Segment Start: RECORDS SHOWN

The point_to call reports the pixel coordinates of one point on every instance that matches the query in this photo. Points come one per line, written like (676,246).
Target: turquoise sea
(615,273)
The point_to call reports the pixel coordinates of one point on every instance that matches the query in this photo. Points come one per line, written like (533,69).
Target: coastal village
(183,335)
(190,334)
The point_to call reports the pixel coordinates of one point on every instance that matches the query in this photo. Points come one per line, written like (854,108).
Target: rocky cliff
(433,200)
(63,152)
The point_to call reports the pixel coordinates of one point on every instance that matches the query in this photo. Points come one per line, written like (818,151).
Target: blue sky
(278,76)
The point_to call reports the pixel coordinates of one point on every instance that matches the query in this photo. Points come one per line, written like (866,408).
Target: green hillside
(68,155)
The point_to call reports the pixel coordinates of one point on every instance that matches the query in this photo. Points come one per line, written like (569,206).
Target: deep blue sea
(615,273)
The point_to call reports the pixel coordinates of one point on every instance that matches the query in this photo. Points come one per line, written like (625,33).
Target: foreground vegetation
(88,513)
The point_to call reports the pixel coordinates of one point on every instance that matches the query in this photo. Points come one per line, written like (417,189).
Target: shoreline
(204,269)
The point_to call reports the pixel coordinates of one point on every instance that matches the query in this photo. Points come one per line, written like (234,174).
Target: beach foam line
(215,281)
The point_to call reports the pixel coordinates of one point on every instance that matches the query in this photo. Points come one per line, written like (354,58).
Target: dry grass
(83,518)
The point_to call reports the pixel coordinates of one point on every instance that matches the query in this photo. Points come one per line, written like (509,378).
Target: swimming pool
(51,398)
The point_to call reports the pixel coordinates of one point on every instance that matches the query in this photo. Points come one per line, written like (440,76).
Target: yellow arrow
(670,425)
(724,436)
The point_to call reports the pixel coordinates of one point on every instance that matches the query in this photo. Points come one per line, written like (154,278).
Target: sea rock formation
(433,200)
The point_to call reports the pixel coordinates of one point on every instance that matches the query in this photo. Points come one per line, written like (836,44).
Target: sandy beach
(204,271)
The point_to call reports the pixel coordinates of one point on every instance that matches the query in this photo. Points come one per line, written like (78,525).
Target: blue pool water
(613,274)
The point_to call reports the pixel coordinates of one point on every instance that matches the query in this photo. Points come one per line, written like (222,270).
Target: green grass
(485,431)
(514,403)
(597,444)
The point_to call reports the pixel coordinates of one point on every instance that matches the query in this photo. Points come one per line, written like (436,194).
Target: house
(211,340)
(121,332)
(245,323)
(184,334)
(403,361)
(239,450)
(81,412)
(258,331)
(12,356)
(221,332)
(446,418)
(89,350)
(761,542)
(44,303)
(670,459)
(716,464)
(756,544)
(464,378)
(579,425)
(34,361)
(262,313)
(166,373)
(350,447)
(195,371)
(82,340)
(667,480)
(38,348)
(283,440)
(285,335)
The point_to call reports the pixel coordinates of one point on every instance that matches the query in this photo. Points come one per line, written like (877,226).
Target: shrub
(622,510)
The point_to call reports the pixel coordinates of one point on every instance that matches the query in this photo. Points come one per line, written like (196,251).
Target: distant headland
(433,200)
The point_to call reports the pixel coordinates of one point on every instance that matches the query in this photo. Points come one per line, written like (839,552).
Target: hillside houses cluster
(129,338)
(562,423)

Segment End: RECORDS SHOWN

▶ TASK
Your answer must be every record above, set down exactly as written.

▶ PROBLEM SOLUTION
The point_to call reports the pixel coordinates of one point on every instance that matches the query in this photo. Points come one per line, written like (676,246).
Target: turquoise sea
(615,273)
The point_to call reports the pixel coordinates of one point on every instance that matches the query in this photo. Points come one per line, written like (533,69).
Target: coastal village
(183,335)
(190,334)
The point_to call reports the pixel coordinates of one point on every instance that matches the query in this photo. Points come one per line, written like (854,108).
Target: rocky cliff
(433,200)
(63,152)
The point_to call reports the pixel coordinates of one point on every instance that matches the query in this photo. Points come one per line, written like (818,151).
Target: blue sky
(278,76)
The point_to call reports the pixel coordinates of one point on every instance that matches the query in this photo. Points come one per line, written like (866,408).
Target: green hillside
(68,155)
The point_to call reports the pixel coordinates of one point on every instance that matches the query in this photo. Points come one per line, written like (569,206).
Target: deep blue sea
(615,273)
The point_to call reports the pixel coordinates of one point on every instance that matches the query in this photo. Points come one per line, written like (625,33).
Target: foreground vegetation
(88,513)
The point_to call reports the pixel coordinates of one point on every instance that matches the query in this photo. Points come one per line, written like (417,189).
Target: shoreline
(204,269)
The point_to call reports the pixel coordinates of one point on every instance that matches the query in this photo. Points come one per line, written like (234,174).
Target: beach foam line
(215,281)
The point_to call reports the pixel coordinates of one point on every instance that matches the query in this photo. Points come one per line, written like (354,58).
Target: dry grass
(83,518)
The point_to call reports the pixel coordinates of one point on every instance that matches the query in this photo. Points come one per line, written like (509,378).
Target: swimming pool
(51,398)
The point_to call reports the pixel coordinates of one point on every instance that matches the query in this photo. Points come one per line, written like (440,76).
Target: yellow arrow
(670,425)
(724,436)
The point_to call reports the pixel coordinates of one point on every instance that matches the query in this photo. Points come one per line, written like (154,278).
Target: sea rock formation
(433,200)
The point_to call reports the pixel coordinates of one point on every instance that matches the query in this photo. Points come one per line, written like (836,44).
Target: sandy beach
(204,271)
The point_to call reports the pixel coordinates of one point on every instance that matches the query in this photo. Points come one per line, written like (78,525).
Target: blue pool water
(613,274)
The point_to call reports the pixel coordinates of one point on every instance that matches the query in this photo. Points come one per line, written like (222,270).
Target: green grass
(485,431)
(514,403)
(597,444)
The point_to call reports the pixel coordinates of one point on every instance that matches the query in this photo. Points come one per line, written like (436,194).
Target: house
(211,340)
(121,332)
(245,323)
(184,334)
(403,361)
(239,450)
(81,412)
(258,331)
(12,356)
(221,332)
(446,418)
(89,350)
(761,542)
(44,303)
(670,459)
(716,464)
(756,544)
(464,378)
(579,425)
(34,361)
(262,313)
(166,373)
(350,447)
(195,371)
(82,340)
(667,480)
(38,348)
(283,440)
(285,335)
The point_to call reports the pixel coordinates of one point on every instance that matches the query in this photo. Points come one per line, written like (877,226).
Target: shrub
(622,510)
The point_to call reports the pixel coordinates of one point on every instance that matches the query in this photo. Points come one per line, written like (196,251).
Target: distant headland
(433,200)
The point_to call reports the pixel coordinates of one point on every instance that matches the query in this photo. Points come one per line, written like (839,552).
Target: hillside houses cluster
(129,338)
(562,423)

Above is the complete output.